PROBLEMS:
[A] Rewrite the paragraph of the appeal ruling that begins "For the reasons which follow" in two short sentences, keeping its main facts.
[B] Repeat word for word the part of the appeal ruling from "1. For the reasons" up to and including "should be dismissed.".
[C] According to the appeal ruling, on what date was the Brisbane meeting attended by Atherton, Brain and another investor held?

READING TEXT:
-- BEGIN --

Disposition of the appeal

  1. For the reasons which follow, I consider that the parties agreed in early 2001 that the loan which had been critical to effect the acquisition of film rights, such loan having been made by Finance to Interactive, was to be refinanced by WA in place of Finance, the liability of the latter to Finance being discharged by WA.  I further consider that the evidence tends in favour of a conclusion that Interactive’s liability to Finance was so discharged.  It follows, in my opinion, that the appeal should be dismissed.

The meaning of the second agreement

  1. The principal submission advanced for the appellants was that WA’s claim must fail because there had been no loan or re-financing, directly or indirectly – no ‘real transaction’ – whereby Interactive’s liability to Finance had been discharged.  For reasons already discussed, it sat ill with that submission to also contend, as the appellants did, that the second agreement – purpose aside – was to be found in the 2001 offer to borrow (‘the 2001 offer’);  the consequence presumably being that such agreement required a loan by WA to Interactive, a loan which was not shown to have been made.

  1. Although the latter contention, as the appellants conducted the matter,  should be characterised as a subsidiary argument, logically it should first be resolved.  What did the parties agree to do?  Not until that question is answered can consideration can be given to the question whether WA performed its part of the bargain.

  1. I described at [66] my conclusion as to the nature of the second agreement.  These are my reasons for that conclusion.

  1. Courts should strive to give effect to the perceived – not subjective – intention of the parties to an agreement.  That has been said to be particularly so in the case of commercial contracts.[16]

    [16]See Hillas & Co Ltd v Arcos Ltd (1932) 38 Com Cas 23, 39;  The Council of the Upper Hunter County District v Australian Chilling and Freezing Co Ltd (1968) 118 CLR 429, 437 (Barwick CJ); Reardon Smith Line Ltd v Hansen-Tangen [1976] 1 WLR 989, 995-996; Pacific Carriers Ltd v BNP Paribas (2004) 218 CLR 451, 461 [22].

  1. In the present case, objectively ascertained, there could be no doubt that what the parties intended to do in early 2001 was to enter into a legally binding agreement by which, in lieu of Interactive being indebted to Finance for $2.5 million, it became indebted to WA in that amount, due allowance having been given for payments of interest made in respect of the period July 2000 to January 2001.  Negatively, it was not intended, on objective analysis, that WA lend Interactive an additional $2.5 million for the acquisition of film rights or for any other purpose.  The positive intention was ascertainable at least from the following considerations: 

·    The fact of the first (loan) agreement.

·    The making of the loan by Finance in consequence of the first agreement.

·    The execution of the Representation and Distribution Agreements.

·    The deployment of the loan in the acquisition of film rights in ’Red Planet’.

·    The payment of interest on the loan.

·    The absence of any request by Interactive for further loan moneys current as at January 2001.

·    The utter improbability that Interactive would have wished to seek further loan moneys for the acquisition of film rights in ‘Red Planet’ in early 2001.  It was objectively the fact that the film had proved to be a flop, and informed opinion held that things would get no better.  There were in evidence minutes of a meeting attended by Atherton, Brain and another investor in Brisbane on 6 February 2001.[17]  The minutes make it clear that this was prior to the 2001 offer being executed.  They also show that Atherton and the other investor expressed ‘grave concern’ at the ‘poor box office performance of Red Planet’, that it was reported that executives of the Village Group were of opinion that, whatever was done, the film  would be ‘a box office disaster in Australia’, and that it had been ‘mercilessly reviewed’.

-- END --

DATASET ENTRIES:
-- BEGIN --

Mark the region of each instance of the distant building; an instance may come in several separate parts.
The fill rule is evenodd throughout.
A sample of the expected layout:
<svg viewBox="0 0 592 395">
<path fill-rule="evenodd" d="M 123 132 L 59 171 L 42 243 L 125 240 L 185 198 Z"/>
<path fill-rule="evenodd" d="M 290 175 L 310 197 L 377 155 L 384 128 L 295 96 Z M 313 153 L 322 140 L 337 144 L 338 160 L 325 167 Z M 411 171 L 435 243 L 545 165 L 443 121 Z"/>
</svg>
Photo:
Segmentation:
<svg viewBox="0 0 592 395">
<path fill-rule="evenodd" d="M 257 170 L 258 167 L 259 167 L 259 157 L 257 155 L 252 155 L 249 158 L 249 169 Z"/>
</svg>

-- END --
-- BEGIN --

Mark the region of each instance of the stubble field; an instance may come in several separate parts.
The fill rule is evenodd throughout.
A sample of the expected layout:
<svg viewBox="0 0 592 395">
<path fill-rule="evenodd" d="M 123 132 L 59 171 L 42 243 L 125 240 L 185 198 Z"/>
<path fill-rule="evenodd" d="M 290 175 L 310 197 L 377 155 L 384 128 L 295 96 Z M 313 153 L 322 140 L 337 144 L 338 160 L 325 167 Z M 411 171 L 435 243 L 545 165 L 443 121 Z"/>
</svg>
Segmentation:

-- END --
-- BEGIN --

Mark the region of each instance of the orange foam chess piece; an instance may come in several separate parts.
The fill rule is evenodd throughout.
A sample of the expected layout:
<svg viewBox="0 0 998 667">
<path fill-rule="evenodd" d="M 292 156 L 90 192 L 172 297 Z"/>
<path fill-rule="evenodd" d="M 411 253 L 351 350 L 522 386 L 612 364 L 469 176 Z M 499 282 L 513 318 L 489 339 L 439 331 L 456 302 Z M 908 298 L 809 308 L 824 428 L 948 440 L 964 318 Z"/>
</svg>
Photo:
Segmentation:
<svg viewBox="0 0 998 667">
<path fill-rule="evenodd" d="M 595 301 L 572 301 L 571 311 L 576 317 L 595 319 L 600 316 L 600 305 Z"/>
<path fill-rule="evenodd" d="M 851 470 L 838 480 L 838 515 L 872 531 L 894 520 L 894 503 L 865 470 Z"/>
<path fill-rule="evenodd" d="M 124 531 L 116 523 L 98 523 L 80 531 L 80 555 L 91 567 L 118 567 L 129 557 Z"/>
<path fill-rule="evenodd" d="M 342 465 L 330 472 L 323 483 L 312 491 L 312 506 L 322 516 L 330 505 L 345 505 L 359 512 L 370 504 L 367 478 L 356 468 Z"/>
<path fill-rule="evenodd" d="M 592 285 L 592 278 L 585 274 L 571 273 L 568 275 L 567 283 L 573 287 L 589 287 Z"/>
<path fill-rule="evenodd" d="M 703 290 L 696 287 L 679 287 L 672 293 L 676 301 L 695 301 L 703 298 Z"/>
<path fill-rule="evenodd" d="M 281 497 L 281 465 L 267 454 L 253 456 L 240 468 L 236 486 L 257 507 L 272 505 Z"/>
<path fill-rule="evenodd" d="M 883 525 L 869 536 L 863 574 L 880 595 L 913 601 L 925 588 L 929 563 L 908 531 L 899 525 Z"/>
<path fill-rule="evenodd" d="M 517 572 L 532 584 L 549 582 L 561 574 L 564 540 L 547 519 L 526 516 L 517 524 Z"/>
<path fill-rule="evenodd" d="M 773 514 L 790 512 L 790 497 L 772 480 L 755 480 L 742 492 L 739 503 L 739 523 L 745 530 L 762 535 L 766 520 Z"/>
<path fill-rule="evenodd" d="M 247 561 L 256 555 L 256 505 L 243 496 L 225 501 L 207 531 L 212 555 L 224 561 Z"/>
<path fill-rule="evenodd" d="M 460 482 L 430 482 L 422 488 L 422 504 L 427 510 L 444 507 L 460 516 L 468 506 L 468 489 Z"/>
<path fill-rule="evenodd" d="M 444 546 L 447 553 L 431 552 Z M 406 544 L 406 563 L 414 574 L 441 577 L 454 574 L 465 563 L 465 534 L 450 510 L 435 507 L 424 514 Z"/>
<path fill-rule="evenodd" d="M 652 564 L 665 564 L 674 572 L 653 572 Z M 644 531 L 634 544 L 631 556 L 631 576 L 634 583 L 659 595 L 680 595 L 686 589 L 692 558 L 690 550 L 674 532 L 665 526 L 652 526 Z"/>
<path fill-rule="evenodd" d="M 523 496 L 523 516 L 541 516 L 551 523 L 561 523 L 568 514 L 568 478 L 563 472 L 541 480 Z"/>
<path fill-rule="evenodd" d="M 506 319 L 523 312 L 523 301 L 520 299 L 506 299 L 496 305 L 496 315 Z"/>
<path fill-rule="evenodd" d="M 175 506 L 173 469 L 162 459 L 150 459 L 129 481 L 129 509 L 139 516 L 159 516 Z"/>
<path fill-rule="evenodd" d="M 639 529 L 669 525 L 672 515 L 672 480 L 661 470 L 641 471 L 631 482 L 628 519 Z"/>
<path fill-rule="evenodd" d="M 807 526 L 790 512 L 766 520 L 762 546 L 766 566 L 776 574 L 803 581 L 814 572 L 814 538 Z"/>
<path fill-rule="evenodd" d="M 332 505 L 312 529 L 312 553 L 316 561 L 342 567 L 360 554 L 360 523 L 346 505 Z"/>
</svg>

-- END --

COMPLETED EXERCISE:
[A] In early 2001 the parties agreed that WA would refinance, in place of Finance, the loan Finance had made to Interactive to acquire film rights. The evidence tends to show that Interactive's liability to Finance was discharged this way, so the appeal should be dismissed.

[B]
1. For the reasons which follow, I consider that the parties agreed in early 2001 that the loan which had been critical to effect the acquisition of film rights, such loan having been made by Finance to Interactive, was to be refinanced by WA in place of Finance, the liability of the latter to Finance being discharged by WA.  I further consider that the evidence tends in favour of a conclusion that Interactive’s liability to Finance was so discharged.  It follows, in my opinion, that the appeal should be dismissed.

[C] 6 February 2001